- [Source extract]
* * * * * * *

In the Global North, music is integral to our identity. Yet, interest in classical and early music is declining despite attempts to attract younger, more diverse audiences. Concert halls and HIP (historically informed practice) venues mainly draw aging “white” audiences. Musical instrument museums also struggle to attract visitors. Cultural organisations face pressure to be more inclusive, which is challenging. Museum Geelvinck, with its extensive early keyboard collection, has successfully engaged non-Western communities, drawing new audiences. However, across Europe, HIP venues struggle to connect innovative productions with new audiences, impacting musicians, ensembles, and craftspeople like tuners and instrument makers.
Challenge: Live music venues in Europe face the challenge of attracting new, diverse audiences for classical HIP and early music. The aging “white” audience and the difficulty in connecting innovative productions with new appreciative audiences affect the entire sector.
Objectives:
- Develop new audience strategies for live music venues, ensuring outreach to local communities, often with non-Western roots.
- Stimulate artist circulation within Europe for classical HIP and early music.
- Ensure financial viability for innovative productions.
HIP has focused on Euro-centric early and classical music, attracting an aging “white” audience. Younger generations show little interest, and non-Western audiences are rarely engaged. In the 1970s, musicians like Frans Brüggen and Gustav Leonhardt popularised HIP by breaking traditions, but these standards became rigid over time. Now again, emerging professional musicians and ensembles are exploring cross-cultural arts, using period instruments from diverse origins. They embrace various music genres without bias, potentially renewing interest in historical instruments. The old approach of presenting music sequentially, distinguishing Western from ethnomusicological regions, is outdated. Younger, multicultural audiences find such distinctions irrelevant or unacceptable. A more inclusive presentation is needed, using music to reflect societal changes.
To support this approach, venues should become spaces for social themes related to music, encompassing traditional instruments from various cultures. This concept aims to present music inclusively, appealing to a diverse new generation. Collaborating with local communities ensures support for safeguarding living musical heritage. This concept aligns with both the revolutionary ideas from the 1970s that revived interest in HIP, and todays Faro Convention.
In short, music venues must learn to attract new audiences for innovative productions, often with a social focus, breaking boundaries between Western HIP, traditional non-Western music, and contemporary interdisciplinary crossovers. We target the smaller venues, as these usually have more difficulty in exploring new paths. Our objective is to support the creation of a Europe-wide network of music venues which relate to the HIP-scene and which are welcoming innovative and experimental productions. If there is more potential for new innovative production to be staged in various countries, this makes these productions more financially feasible and rewarding too for the ensembles and creative makers. Important, if not essential is that there is interaction created between these productions and local communities, whether from non-Western diasporas or those feeling excluded from traditional venues. Our project aims to help venues in their ability to create such match.

* * * * * * *

- [Data for this task]
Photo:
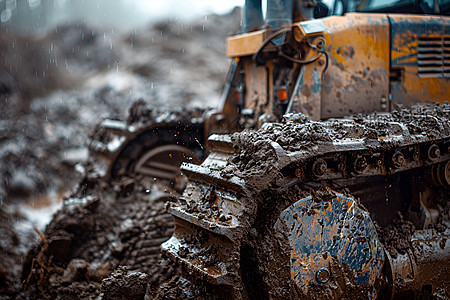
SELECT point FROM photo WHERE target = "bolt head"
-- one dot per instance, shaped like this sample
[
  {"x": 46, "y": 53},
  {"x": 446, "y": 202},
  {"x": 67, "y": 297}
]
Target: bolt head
[{"x": 322, "y": 275}]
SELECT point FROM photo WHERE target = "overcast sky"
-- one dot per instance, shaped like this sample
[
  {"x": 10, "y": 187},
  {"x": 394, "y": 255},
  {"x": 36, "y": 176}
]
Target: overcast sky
[{"x": 126, "y": 14}]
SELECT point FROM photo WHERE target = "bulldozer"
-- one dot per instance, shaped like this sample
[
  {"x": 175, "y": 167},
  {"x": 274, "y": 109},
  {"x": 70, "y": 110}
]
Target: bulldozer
[
  {"x": 327, "y": 166},
  {"x": 324, "y": 172}
]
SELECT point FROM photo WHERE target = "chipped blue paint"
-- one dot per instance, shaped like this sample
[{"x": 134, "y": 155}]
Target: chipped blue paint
[{"x": 339, "y": 228}]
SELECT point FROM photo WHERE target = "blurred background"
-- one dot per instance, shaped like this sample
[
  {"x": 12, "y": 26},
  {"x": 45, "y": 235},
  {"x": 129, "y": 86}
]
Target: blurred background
[
  {"x": 65, "y": 65},
  {"x": 123, "y": 14}
]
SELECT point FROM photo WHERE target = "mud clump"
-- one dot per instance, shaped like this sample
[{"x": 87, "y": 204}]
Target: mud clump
[
  {"x": 124, "y": 285},
  {"x": 396, "y": 237},
  {"x": 96, "y": 233}
]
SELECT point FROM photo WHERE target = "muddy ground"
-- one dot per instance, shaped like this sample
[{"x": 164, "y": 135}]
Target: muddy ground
[{"x": 54, "y": 88}]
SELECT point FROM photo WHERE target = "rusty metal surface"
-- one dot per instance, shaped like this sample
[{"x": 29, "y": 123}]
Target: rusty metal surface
[
  {"x": 233, "y": 201},
  {"x": 320, "y": 231}
]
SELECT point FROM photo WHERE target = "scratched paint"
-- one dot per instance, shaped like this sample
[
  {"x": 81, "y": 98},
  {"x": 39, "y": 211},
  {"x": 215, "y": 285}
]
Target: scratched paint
[{"x": 321, "y": 230}]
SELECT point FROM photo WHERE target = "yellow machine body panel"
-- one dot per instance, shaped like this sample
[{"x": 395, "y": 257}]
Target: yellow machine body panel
[
  {"x": 420, "y": 58},
  {"x": 368, "y": 62},
  {"x": 357, "y": 77}
]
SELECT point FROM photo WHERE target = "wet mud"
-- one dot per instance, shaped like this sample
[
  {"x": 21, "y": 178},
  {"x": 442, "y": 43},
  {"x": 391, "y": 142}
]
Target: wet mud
[{"x": 54, "y": 89}]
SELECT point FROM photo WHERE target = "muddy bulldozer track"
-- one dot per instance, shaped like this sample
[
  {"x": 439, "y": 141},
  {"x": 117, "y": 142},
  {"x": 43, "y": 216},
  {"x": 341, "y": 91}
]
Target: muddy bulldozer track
[
  {"x": 368, "y": 228},
  {"x": 345, "y": 208}
]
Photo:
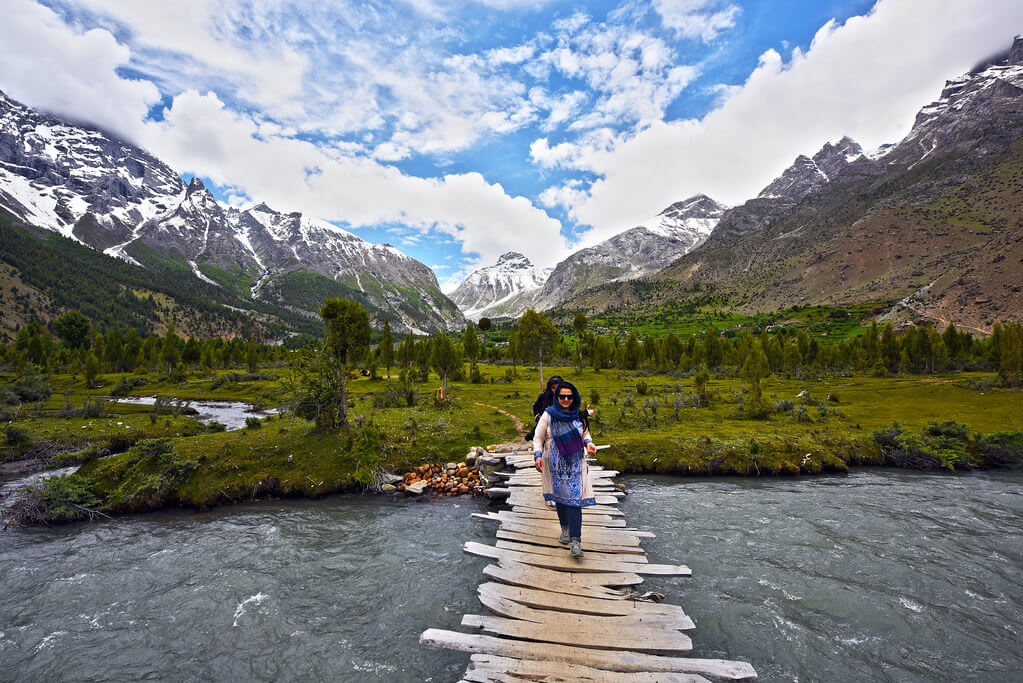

* * * * * * *

- [To do]
(a) Collect every line of the rows that contains the string "panel".
(b) Pick up the passage on historically informed music venues after its final sentence and continue it.

- [Answers per task]
(a)
SELECT point FROM photo WHERE target = "yellow machine body panel"
Target: yellow machine body panel

(b)
Mission
The challenge is twofold: on one hand, there is waning interest from the existing audience; therefore, we aim to reach a broader and more inclusive public. If this fails, not only will the relevance of music venues dedicated to HIP evaporate, but the livelihood of musicians and skilled technicians specialising in this field will also disappear. Consequently, the living musical heritage, a vital element of European identity, will vanish.
On the other hand, a new generation of creative makers is emerging, including composers, choreographers, designers, light artists, and performing artists such as musicians, dancers, vocal artists, instrument makers, and others. They aim to create productions, often with social significance, targeting a different audience—one that is potentially broader and more inclusive than the current audience that appreciates HIP in its current “civilised” format, which is not socially critical and does not challenge the audience. For the existing audience the more experimental, cross-cultural, interdisciplinary, and multimedia productions that the new generation ensembles want to create, are often not appealing. This may have detrimental financial consequences for the music venue. If productions are not staged by music venues, this is not an incentive for these emerging creative makers to continue that path. Therefore, it is essential to search for new audience which are attracted by these new productions. Moreover, it is highly beneficial to establish across Europe a network of music venues, which do program innovative productions, allowing such productions to tour and reach a continent-wide audience, and, importantly, making these productions financially rewarding for the creative makers and performers.
It is crucial for music venues to establish a match between the productions they program and the audiences, they reach out to. Productions should resonate with and motivate the audience to attend the performance. The music venue acts as a bridge between the production team and the local audience, the local communities in all their diversity, that they aim to reach with the significance of their production. The music venue cannot remain passive in this process. It is an integral part of the production’s success, and, in this sense, the music venue is a co-creator.
Our project aims to support music venues—specifically the small HIP-focused music venues (often in historic locations)—make this shift in their thinking: their policy towards a new audience, specifically an audience encompassing communities with non-Western cultural roots.
The underlying challenge is to stimulate the living heritage of our European musical heritage among a broader and more culturally diverse audience, ensuring it is passed on to future generations. In short, to give it a future, because as it stands now, the niche risks perishing, possibly already within a decade.
Vision
Perhaps one of the most important elements binding the area we know as Europe is classical music and before that, early music. A characteristic feature of European music is the development of music notation and its connection with keyboard instruments, a typical European invention. The awareness of a European culture is closely linked to the feeling of a European musical culture, transcending language barriers. While each region had its own folk music and the 19th century saw attempts to develop national musical characteristics, classical music undeniably helped to unify what can be called a European culture. This is strongly reflected by the choice of a work by Beethoven for the European anthem.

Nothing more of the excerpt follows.